= John Barker (minister) =

John Barker (1682–1762) was an English presbyterian minister.

==Life==
Barker was born in 1682, but neither the locality of his birth nor the condition of his parents has been ascertained. It is probable that he was related to the Rev. Matthew Barker, who was ejected from St. Leonard's, Eastcheap, London, in 1662, and died on 25 March 1698. After school training he was educated for the presbyterian ministry by Timothy Jollie, at Attercliffe Academy, Yorkshire. Having been 'certified' by Jollie, Barker proceeded to London, and was licensed by the Presbyterians as a preacher of the gospel. In 1709 he was chosen assistant preacher to one of the foremost presbyterian congregations in London, at Crosby Square. The senior pastor was Dr. Benjamin Grosvenor, with whom Barker was on good terms.

On the death of Matthew Henry the commentator in June 1714, his congregation in Mare Street, Hackney, London, invited Barker to succeed him. There was division of opinion as to the new minister, and a secession followed, which culminated in the Gravel Pit congregation. But the majority adhered to Barker, and soon the congregation was as large as it had ever been.
= = = = = = =
▸ Directive A
Duplicate the John Barker biography word for word, from "On the death" up to and including "had ever been.".
▸ Directive B
Condense the paragraph of the John Barker biography that begins "On the death of Matthew Henry" into a short bulleted list that keeps its main facts.
▸ Directive C
Answer these questions from the John Barker biography:
(i) In what year was Barker born?
(ii) At which academy did Timothy Jollie educate Barker for the ministry?
(iii) What congregation did the secession culminate in?
Base every response solely on the John Barker biography.

▸ Dataset content
= = = = = = =
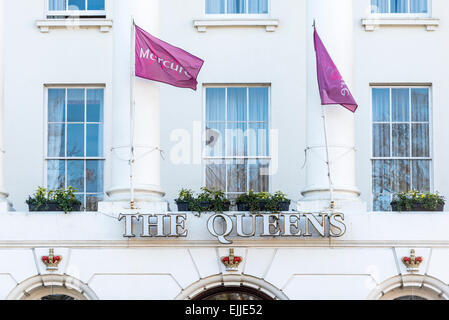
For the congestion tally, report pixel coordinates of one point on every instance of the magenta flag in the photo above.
= = = = = = =
▸ Written reply A
On the death of Matthew Henry the commentator in June 1714, his congregation in Mare Street, Hackney, London, invited Barker to succeed him. There was division of opinion as to the new minister, and a secession followed, which culminated in the Gravel Pit congregation. But the majority adhered to Barker, and soon the congregation was as large as it had ever been.

▸ Written reply B
- Matthew Henry, the commentator, died in June 1714.
- His congregation in Mare Street, Hackney, London, invited Barker to succeed him.
- Opinion on the new minister was divided, and a secession led to the Gravel Pit congregation.
- Most members stayed with Barker, and the congregation soon grew as large as it had ever been.

▸ Written reply C
(i) 1682
(ii) Attercliffe Academy, Yorkshire
(iii) The Gravel Pit congregation